→ GOAL A
Swap "marker" for "dot" everywhere it occurs in the records, and give all the records again with no other change.
··· DOCUMENT EXCERPT ···
- Country: United Kingdom
- Role: Anti-Tank artillery
- Size: Regiment

= 85th Anti-Tank Regiment, Royal Artillery =

The 85th Anti-Tank Regiment, Royal Artillery was formed in September 1941 during the Second World War. After training in Essex, the regiment was embarked on to the , a ship in a "WS" Convoy. When the convoy departed the docks, the 85th was heading for Basra, Iraq via the Cape of Good Hope. The guns and equipment were painted in desert camouflage. The convoy sailed south to Durban, South Africa. While en route, the Japanese attacked Pearl Harbor and invaded the Philippines. The regiment was diverted from its original desert destination to Singapore as reinforcements of the garrison.

== Origin ==
The 85th Anti-Tank Regiment, Royal Artillery was formed on 23 September 1941. The regiment comprised four anti-tank batteries, the 45th, 251st, 270th and the 281st.

In September 1941, the regiment was camped at John Groom's Orphanage and Flower Girls' Home at Clacton-on-Sea, Essex.

=== Batteries ===

====45th Battery====

The 45th Battery was in Cattistock and was detached on 29 September 1941 from the 20th Anti-Tank Regiment and posted to the 85th AT Regiment at Clacton-on-Sea. There were 126 men (Other Ranks) on the November 1941 embarkation roll.
··· DATA SHOWN ···
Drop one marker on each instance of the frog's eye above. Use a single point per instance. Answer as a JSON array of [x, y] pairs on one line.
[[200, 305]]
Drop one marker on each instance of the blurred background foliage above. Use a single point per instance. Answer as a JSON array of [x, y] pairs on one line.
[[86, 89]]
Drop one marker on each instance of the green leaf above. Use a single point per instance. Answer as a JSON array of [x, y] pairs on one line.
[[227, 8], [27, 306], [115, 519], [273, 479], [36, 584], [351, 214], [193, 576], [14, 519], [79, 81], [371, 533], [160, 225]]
···
→ GOAL B
Carry on the account of the 85th Anti-Tank Regiment, Royal Artillery from the point where it stops.

→ WRITTEN ANSWER A
Drop one dot on each instance of the frog's eye above. Use a single point per instance. Answer as a JSON array of [x, y] pairs on one line.
[[200, 305]]
Drop one dot on each instance of the blurred background foliage above. Use a single point per instance. Answer as a JSON array of [x, y] pairs on one line.
[[86, 89]]
Drop one dot on each instance of the green leaf above. Use a single point per instance. Answer as a JSON array of [x, y] pairs on one line.
[[227, 8], [27, 306], [115, 519], [273, 479], [36, 584], [351, 214], [193, 576], [14, 519], [79, 81], [371, 533], [160, 225]]

→ WRITTEN ANSWER B
====251st Battery====

The 251st Battery was detached from the 63rd (Oxfordshire Yeomanry) Anti-Tank Regiment, a territorial unit which had its HQ at Oxford. The 251st departed Portrush, Northern Ireland, on 27 September 1941 to join the 85th being formed at Butlin's Camp, Clacton-on-Sea. There were 126 men (Other Ranks) on the November 1941 embarkation roll.

====270th Battery====

The 270th Battery was detached from the 68th Anti-Tank Regiment on 23 September 1941 to join the 85th AT Regiment. There were 128 men (Other Ranks) on the November 1941 embarkation roll.

====281st Battery====

The 281st Battery was detached from the 70th Anti-Tank Regiment to join the 85th AT Regiment. The 281st departed Storrington on 27 September 1941. There were 126 men (Other Ranks) on the November 1941 embarkation roll.

=== Commander ===

Lt. Col. Andrew John Lardner-Clarke

=== Equipment ===

48 × 2-pounders. Standard procedure was for each Battery to consist of three Troops, each of which had four 2-pounder MkII guns, for a total 12 per Battery, or 48 for the Regiment.

==Travel==

The 85th regiment boarded the converted P&O ocean liner at Gourock near Greenock, Scotland on the River Clyde on 11 November 1941, as part of "Winston Special" convoy WS 12Z. Convoy WS 12Z sails just before midnight of 12/13 November. Convoy WS 12Z arrives at Freetown, Sierra Leone on 25 November 1941. The convoy leaves Freetown on 28 November 1941. While in transit to Durban, South Africa, the Japanese attacked Pearl Harbor on 7 December 1941. The Japanese also invade the Philippines, Malaya, Thailand and Hong Kong on 8 December 1941. The convoy arrived at Durban, South Africa, on 18 December 1941. Because of the Japanese attacks 8 December 1941, the 85th and others were diverted from their original destinations.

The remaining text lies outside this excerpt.